=== Document passage ===
Wednesday, June 20, 2007

In America? Really???!!!

I just came across this article on cnn.com. The first thing I saw, of course, was the headline. Sounds brutal. Then I saw the picture and the female relative's name. I don't think this makes me a racist, but I just naturally made the quick assumption that this took place somewhere in Latin America. I mean, drivers don't just get beat to death (not shot, not stabbed - BEAT) in America, do they?

Then I read the article and was stunned that this happened here in the US, in a relatively big city as Austin, no less. I'm not sure if the driver did anything more than hit the girl - the article doesn't indicate that he did. If he didn't, then I hope all of this angry crowd gets sent away for a long, long time. Aren't we past the days of "A Time to Kill" where our residents have to turn to vigilante law?

Tuesday, June 05, 2007

Yat Does Book Reviews...
===
Tasks to carry out >>
A. Answer these questions using the blog post:
(i) On which website did the writer come across the article?
(ii) In which city did the incident take place?
(iii) What date appears above the first entry?
B. Translate this sentence from the blog post into Spanish: "The first thing I saw, of course, was the headline."
C. Carry on the blog post from its final line, the heading "Yat Does Book Reviews...".
=== Source data ===
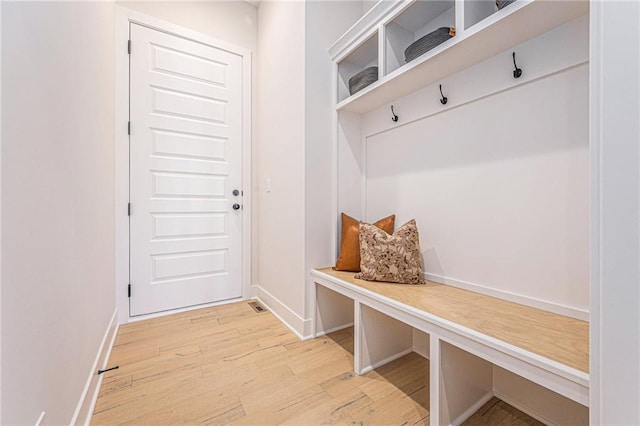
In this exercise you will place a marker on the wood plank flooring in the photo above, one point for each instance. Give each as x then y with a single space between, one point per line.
231 365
===
Answers for the tasks >>
A.
(i) cnn.com
(ii) Austin
(iii) Wednesday, June 20, 2007

B. Lo primero que vi, por supuesto, fue el titular.

C.
I just finished reading A Thousand Splendid Suns, a novel by Khaled Hosseini. Many of you know him as the author of The Kite Runner, an incredible debut novel published in 2003. Even after all that time, it still sits at #3 on NY Times Best Sellers in the Paperback Fiction category. Doing some quick research for this post, I also discovered that (according to IMDB), the movie will be released later this year, and, (according to Wikipedia), it was the first novel published in English by an author from Afghanistan.

First of all, not to be on his jock or anything, but I can’t get over how incredibly talented this man is. A medical doctor by training, then a bestselling author, and most recently, a goodwill envoy to UNHCR, the United Nations Refugee Agency. I am absolutely nothing. If you haven’t yet, go out and read The Kite Runner. At that point, I won’t even have to convince you to read A Thousand Splendid Suns (I pre-ordered it several months ago from amazon.com about 5 minutes after they emailed me letting me know it was available).

Without giving away much of the plot, both novels take place in Afghanistan over the last 30 or so years, starting with the pre-Soviet days, to the Soviet invasion, to the emergence of the Taliban, to the post-Taliban “cleanup.” I’ve found both novels incredibly enlightening on the politics and history of the region. I read A Thousand Splendid Suns with my laptop at my side pretty much throughout, often googling some of the names and places mentioned in the story, and found the references and descriptions to be almost incredibly accurate.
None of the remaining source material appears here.